* [GIVEN INSTRUCTION] Render the records from the line containing "Trace statue in niche in this frame." up to and including the line containing "[37,319,51,343]" as a JSON list of strings, one string per line, with blank lines omitted.

[START RECORDS PROVIDED]

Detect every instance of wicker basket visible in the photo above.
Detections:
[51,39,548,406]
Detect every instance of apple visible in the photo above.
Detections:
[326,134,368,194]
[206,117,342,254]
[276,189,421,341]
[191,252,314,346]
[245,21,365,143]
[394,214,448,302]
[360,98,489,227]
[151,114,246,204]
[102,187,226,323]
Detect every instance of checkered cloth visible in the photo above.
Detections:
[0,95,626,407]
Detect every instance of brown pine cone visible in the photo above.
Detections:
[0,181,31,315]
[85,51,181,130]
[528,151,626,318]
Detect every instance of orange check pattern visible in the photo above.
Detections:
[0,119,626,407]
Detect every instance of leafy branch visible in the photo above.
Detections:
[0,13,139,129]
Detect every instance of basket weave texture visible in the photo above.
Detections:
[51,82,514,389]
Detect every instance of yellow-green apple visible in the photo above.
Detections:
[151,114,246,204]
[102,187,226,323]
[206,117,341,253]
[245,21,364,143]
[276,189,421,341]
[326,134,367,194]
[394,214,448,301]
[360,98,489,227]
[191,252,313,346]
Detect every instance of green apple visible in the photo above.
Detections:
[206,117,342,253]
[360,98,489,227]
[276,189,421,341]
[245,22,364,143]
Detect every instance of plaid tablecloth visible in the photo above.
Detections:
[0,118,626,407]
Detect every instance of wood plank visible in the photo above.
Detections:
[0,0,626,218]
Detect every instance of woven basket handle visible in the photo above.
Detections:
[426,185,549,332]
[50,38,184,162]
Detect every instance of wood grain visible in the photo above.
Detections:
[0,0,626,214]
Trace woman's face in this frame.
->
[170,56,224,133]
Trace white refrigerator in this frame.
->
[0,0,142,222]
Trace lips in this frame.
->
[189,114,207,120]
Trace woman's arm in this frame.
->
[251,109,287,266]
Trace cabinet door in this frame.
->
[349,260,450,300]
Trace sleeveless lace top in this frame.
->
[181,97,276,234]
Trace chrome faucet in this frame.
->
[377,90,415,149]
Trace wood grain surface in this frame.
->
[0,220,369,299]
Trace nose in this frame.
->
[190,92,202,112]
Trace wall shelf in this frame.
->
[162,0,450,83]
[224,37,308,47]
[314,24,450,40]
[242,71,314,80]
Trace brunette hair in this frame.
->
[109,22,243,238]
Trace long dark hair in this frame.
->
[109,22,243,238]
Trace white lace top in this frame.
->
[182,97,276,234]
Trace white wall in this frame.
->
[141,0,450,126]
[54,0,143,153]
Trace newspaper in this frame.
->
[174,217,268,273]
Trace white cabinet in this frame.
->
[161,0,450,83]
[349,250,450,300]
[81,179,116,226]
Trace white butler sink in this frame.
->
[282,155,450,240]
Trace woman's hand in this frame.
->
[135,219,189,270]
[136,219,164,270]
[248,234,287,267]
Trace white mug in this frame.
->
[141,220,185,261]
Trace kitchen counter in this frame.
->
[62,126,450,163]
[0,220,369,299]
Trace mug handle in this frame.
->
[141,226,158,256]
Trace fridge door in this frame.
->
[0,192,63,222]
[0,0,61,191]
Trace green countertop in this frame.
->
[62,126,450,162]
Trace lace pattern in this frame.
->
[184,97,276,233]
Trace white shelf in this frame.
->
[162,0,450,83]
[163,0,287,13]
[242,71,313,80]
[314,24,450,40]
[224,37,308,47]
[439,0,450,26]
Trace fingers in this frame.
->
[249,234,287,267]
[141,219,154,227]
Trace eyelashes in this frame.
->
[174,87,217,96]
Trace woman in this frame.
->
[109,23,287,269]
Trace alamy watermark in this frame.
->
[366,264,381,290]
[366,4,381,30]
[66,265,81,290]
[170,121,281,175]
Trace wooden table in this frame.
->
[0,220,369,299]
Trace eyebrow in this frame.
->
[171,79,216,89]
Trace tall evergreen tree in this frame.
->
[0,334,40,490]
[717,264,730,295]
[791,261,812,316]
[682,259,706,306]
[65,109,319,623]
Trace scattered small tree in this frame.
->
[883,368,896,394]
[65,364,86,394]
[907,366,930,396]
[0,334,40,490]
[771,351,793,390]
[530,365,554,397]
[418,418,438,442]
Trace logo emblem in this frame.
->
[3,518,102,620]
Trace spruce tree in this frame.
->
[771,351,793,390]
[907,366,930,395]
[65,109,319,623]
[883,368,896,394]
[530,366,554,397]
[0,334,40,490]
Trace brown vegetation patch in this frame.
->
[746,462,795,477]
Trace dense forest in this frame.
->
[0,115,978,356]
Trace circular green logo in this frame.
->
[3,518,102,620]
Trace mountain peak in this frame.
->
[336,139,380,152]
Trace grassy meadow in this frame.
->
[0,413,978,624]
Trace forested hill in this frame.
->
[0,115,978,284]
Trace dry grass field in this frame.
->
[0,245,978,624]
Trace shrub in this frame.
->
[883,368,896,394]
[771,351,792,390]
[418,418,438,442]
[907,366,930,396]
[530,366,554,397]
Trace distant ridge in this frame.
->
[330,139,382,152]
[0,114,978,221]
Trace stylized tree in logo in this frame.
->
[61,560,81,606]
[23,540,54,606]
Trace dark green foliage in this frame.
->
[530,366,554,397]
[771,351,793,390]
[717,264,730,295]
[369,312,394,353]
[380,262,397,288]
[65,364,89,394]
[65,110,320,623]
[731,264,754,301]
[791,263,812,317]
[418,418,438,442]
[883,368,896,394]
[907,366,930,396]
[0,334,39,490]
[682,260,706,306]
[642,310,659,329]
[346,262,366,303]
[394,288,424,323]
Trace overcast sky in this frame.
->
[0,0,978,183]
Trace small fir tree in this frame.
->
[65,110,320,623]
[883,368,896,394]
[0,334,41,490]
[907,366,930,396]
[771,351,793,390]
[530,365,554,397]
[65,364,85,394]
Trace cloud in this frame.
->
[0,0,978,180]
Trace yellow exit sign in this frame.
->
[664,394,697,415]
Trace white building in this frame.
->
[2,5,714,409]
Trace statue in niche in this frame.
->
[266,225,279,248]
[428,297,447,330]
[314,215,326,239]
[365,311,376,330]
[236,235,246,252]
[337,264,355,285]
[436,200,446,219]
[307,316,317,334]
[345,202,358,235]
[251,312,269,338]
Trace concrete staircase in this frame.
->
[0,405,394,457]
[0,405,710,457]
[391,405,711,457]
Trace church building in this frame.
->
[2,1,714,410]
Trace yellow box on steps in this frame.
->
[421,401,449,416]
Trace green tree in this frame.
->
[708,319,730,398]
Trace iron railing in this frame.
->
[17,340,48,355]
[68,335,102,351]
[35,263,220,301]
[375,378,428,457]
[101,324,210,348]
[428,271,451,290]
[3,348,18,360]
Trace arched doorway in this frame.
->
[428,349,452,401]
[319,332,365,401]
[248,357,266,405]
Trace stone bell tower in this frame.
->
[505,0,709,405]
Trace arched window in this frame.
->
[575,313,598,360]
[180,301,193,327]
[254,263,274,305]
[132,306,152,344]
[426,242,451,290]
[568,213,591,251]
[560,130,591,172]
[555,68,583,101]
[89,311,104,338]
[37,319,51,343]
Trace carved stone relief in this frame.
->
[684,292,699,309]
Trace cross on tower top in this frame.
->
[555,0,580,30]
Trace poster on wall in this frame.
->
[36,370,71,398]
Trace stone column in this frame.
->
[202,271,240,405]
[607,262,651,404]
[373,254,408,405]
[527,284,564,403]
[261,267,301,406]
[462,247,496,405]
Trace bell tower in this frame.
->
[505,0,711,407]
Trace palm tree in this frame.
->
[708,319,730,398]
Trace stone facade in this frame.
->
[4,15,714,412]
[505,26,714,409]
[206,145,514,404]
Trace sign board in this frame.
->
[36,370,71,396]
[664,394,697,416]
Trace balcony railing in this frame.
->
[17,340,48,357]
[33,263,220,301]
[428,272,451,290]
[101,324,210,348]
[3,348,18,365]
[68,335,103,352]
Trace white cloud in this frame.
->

[END RECORDS PROVIDED]

* [THE SOLUTION]
[
  "Trace statue in niche in this frame.",
  "->",
  "[266,225,279,248]",
  "[428,297,447,330]",
  "[314,215,326,239]",
  "[365,311,376,330]",
  "[236,235,246,252]",
  "[337,264,355,285]",
  "[436,200,446,219]",
  "[307,316,317,334]",
  "[345,202,358,235]",
  "[251,312,269,338]",
  "Trace concrete staircase in this frame.",
  "->",
  "[0,405,394,457]",
  "[0,405,710,457]",
  "[391,405,711,457]",
  "Trace church building in this frame.",
  "->",
  "[2,1,714,410]",
  "Trace yellow box on steps in this frame.",
  "->",
  "[421,401,449,416]",
  "Trace green tree in this frame.",
  "->",
  "[708,319,730,398]",
  "Trace iron railing in this frame.",
  "->",
  "[17,340,48,355]",
  "[68,335,102,351]",
  "[35,263,220,301]",
  "[375,378,428,457]",
  "[101,324,210,348]",
  "[428,271,451,290]",
  "[3,348,18,360]",
  "Trace arched doorway in this frame.",
  "->",
  "[428,349,452,401]",
  "[319,332,365,401]",
  "[248,357,266,405]",
  "Trace stone bell tower in this frame.",
  "->",
  "[505,0,709,405]",
  "Trace arched window in this frame.",
  "->",
  "[575,313,598,360]",
  "[180,301,193,327]",
  "[254,263,274,305]",
  "[132,306,152,344]",
  "[426,242,451,290]",
  "[568,213,591,251]",
  "[560,130,591,172]",
  "[555,68,583,101]",
  "[89,311,104,338]",
  "[37,319,51,343]"
]